== PROBLEM ==
Go through the entries below from the first line and transcribe each one exactly, ending with the line that contains "Target: beaded necklace".

[Image point grounding data]

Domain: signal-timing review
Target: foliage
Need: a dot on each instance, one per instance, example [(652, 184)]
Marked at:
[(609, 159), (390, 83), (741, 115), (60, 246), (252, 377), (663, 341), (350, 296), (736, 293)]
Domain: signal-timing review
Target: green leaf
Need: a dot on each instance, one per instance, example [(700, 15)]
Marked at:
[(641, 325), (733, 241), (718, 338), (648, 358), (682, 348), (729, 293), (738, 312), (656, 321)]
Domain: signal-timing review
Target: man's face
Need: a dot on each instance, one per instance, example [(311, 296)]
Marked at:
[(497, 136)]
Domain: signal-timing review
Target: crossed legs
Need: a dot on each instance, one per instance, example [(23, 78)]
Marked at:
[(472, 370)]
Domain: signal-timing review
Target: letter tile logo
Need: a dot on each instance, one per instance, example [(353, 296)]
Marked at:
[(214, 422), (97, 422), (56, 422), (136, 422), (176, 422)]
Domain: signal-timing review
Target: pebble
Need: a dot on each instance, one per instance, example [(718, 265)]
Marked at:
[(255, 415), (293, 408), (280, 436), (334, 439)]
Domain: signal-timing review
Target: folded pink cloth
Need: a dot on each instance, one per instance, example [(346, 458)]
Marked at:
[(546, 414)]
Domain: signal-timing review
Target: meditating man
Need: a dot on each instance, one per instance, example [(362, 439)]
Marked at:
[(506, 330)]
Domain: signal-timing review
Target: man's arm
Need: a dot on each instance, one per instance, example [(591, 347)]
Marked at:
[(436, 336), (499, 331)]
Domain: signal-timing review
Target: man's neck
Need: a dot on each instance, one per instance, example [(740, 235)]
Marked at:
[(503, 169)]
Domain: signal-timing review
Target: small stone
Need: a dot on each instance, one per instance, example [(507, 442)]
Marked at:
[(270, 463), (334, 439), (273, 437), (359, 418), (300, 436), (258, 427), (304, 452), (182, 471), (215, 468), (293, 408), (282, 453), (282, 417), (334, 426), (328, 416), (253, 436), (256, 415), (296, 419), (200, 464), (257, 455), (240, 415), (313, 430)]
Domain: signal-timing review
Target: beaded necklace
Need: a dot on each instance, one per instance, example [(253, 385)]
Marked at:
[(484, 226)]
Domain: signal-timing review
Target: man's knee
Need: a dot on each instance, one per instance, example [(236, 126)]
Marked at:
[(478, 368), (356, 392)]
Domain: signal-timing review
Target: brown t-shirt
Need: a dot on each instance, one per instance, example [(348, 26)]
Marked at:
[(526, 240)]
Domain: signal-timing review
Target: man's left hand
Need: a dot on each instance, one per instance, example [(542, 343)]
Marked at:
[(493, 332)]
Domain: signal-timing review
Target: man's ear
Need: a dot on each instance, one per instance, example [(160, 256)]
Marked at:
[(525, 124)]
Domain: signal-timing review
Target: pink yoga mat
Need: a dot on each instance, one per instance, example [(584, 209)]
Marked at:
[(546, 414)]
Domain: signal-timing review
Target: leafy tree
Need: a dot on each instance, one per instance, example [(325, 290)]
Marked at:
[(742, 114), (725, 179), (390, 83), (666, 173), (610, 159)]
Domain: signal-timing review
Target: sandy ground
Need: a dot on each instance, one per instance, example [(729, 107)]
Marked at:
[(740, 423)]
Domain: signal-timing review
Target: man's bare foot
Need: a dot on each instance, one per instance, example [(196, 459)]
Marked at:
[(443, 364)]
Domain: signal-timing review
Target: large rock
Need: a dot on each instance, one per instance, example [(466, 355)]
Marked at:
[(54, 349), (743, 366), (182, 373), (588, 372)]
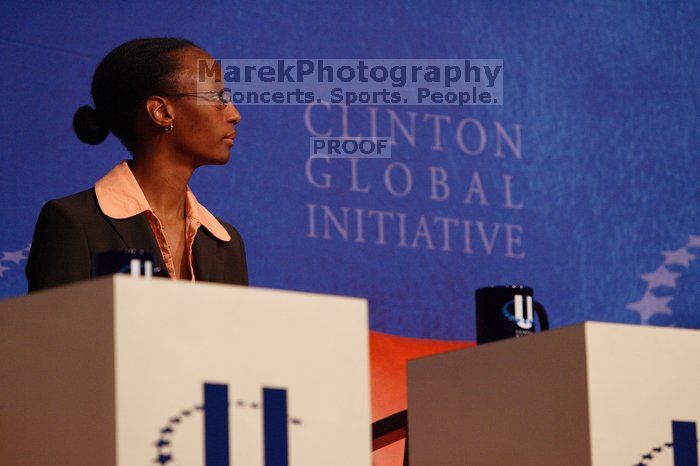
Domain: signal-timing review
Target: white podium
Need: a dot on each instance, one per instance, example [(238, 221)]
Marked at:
[(126, 371), (591, 394)]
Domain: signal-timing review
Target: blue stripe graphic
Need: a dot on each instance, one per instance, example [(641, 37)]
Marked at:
[(275, 420), (685, 444), (216, 443)]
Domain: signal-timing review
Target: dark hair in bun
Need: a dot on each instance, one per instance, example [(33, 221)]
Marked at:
[(88, 126), (123, 81)]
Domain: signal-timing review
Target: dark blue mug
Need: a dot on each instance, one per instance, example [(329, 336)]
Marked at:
[(507, 311)]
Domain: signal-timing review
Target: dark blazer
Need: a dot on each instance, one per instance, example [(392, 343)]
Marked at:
[(71, 230)]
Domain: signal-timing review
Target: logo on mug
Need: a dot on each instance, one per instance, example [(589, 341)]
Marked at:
[(513, 310)]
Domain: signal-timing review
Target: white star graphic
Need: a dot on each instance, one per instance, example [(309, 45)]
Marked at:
[(679, 256), (15, 257), (662, 277), (650, 305)]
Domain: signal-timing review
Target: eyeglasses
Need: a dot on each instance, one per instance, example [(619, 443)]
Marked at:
[(222, 97)]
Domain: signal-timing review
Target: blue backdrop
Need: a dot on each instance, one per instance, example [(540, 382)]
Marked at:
[(583, 184)]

== WRITTEN RESPONSE ==
Domain: signal-timing review
Target: foliage
Need: a dot on each instance, one per instance, example [(652, 184)]
Marked at:
[(609, 159), (390, 83), (741, 115), (60, 246), (252, 377), (663, 341), (350, 296), (736, 293)]
Domain: signal-timing review
Target: green leaf
Need: a dot on each instance, one per instance, example [(700, 15)]
Marked at:
[(641, 325), (733, 241), (718, 338), (648, 358), (682, 348), (729, 293), (738, 312), (656, 321)]
Domain: signal-timing review
Target: man's face
Need: a dot on each instance, one per instance, example [(311, 296)]
Marked at:
[(497, 136)]
Domain: signal-timing review
Target: crossed legs
Need: a dot on each instance, one per instance, example [(23, 78)]
Marked at:
[(472, 370)]
Domain: signal-timing review
Target: letter tile logo
Need: a dot on each instance, one per instance, example [(353, 296)]
Marked at:
[(214, 422), (97, 422), (56, 422), (136, 422), (176, 422)]
Domain: signal-timing review
Target: pebble
Need: a dot on each instance, one per instance, example [(718, 265)]
Marked at:
[(255, 415), (293, 408), (280, 436), (334, 439)]
Domain: signal-timing review
Target: folded pink cloth
Need: a dot on each instance, one per instance, example [(346, 458)]
Marked at:
[(546, 414)]
Domain: signal-timing review
Target: meditating man
Need: a dot on each instance, one per instance, example [(362, 439)]
Marked at:
[(506, 330)]
Domain: signal-timing review
Target: man's arm
Need: a dot on each instance, one per instance, example [(591, 347)]
Marked at:
[(436, 336), (499, 331)]
Domain: signal-timing review
Target: man's neck
Need: a dot on each instance, one per instance, example [(740, 235)]
Marked at:
[(503, 169)]
Domain: signal-timing review
Target: small stone
Need: a dot on each instance, one per instance, example [(507, 442)]
Marked at:
[(270, 463), (334, 439), (273, 437), (359, 418), (300, 436), (258, 427), (304, 452), (182, 471), (215, 468), (293, 408), (282, 453), (282, 417), (334, 426), (328, 416), (253, 436), (256, 415), (296, 419), (200, 464), (257, 455), (240, 415), (313, 430)]
Domain: signal-timing review
Target: beaded necklace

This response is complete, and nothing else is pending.